↓↓↓
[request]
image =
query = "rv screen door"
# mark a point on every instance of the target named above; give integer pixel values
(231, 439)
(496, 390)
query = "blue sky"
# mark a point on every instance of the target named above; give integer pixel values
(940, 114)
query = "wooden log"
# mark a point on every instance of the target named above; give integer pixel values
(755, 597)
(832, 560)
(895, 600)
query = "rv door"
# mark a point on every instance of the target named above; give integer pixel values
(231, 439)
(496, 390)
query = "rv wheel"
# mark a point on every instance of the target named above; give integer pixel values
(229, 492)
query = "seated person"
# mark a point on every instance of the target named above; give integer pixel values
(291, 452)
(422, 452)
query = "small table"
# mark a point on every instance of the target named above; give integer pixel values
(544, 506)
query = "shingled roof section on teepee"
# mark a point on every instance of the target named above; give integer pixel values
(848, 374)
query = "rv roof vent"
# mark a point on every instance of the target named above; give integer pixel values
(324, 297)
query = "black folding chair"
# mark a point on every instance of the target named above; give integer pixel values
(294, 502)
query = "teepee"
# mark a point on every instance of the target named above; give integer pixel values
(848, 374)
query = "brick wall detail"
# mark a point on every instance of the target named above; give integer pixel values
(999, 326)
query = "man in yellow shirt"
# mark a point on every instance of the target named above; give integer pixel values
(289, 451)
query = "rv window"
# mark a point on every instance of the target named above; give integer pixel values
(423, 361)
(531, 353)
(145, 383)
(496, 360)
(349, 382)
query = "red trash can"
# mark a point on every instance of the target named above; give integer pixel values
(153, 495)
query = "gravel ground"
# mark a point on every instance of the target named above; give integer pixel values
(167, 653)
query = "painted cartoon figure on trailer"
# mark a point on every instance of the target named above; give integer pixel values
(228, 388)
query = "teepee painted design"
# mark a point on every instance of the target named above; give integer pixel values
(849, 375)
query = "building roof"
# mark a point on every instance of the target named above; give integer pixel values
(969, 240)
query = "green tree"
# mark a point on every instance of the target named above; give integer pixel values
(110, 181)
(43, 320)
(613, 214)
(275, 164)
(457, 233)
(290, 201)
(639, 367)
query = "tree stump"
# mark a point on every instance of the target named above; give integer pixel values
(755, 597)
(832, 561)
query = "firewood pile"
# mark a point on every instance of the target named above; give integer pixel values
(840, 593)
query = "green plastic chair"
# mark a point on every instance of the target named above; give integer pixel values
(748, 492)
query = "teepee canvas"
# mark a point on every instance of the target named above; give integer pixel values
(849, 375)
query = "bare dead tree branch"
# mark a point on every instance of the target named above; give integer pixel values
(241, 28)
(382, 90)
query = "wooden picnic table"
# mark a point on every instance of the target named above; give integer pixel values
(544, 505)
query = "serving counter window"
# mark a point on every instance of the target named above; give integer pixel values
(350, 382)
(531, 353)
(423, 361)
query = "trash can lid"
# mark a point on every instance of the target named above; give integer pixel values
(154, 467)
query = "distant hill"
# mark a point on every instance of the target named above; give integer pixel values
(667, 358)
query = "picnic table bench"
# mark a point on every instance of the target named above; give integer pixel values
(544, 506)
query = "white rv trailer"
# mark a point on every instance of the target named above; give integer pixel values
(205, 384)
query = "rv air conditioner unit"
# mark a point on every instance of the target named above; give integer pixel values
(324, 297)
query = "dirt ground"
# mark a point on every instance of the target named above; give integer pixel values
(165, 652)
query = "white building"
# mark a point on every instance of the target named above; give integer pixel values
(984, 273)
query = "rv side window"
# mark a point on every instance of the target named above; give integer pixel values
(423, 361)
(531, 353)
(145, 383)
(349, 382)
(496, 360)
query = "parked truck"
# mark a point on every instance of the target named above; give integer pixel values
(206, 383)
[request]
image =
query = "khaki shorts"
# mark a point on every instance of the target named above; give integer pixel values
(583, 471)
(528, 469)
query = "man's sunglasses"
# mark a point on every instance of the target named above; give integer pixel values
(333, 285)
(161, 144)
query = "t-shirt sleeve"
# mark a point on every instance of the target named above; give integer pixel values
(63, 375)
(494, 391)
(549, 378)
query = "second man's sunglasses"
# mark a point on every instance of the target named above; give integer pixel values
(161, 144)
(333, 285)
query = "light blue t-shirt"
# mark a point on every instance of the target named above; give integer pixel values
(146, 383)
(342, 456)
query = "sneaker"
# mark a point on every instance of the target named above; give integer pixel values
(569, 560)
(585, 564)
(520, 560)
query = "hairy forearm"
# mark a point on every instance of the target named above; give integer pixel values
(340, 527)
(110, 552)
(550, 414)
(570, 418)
↑↑↑
• DIRECTIONS:
Tally the lines in the rows above that contain the word "teepee" and give only the number.

• CORRECT ANSWER:
4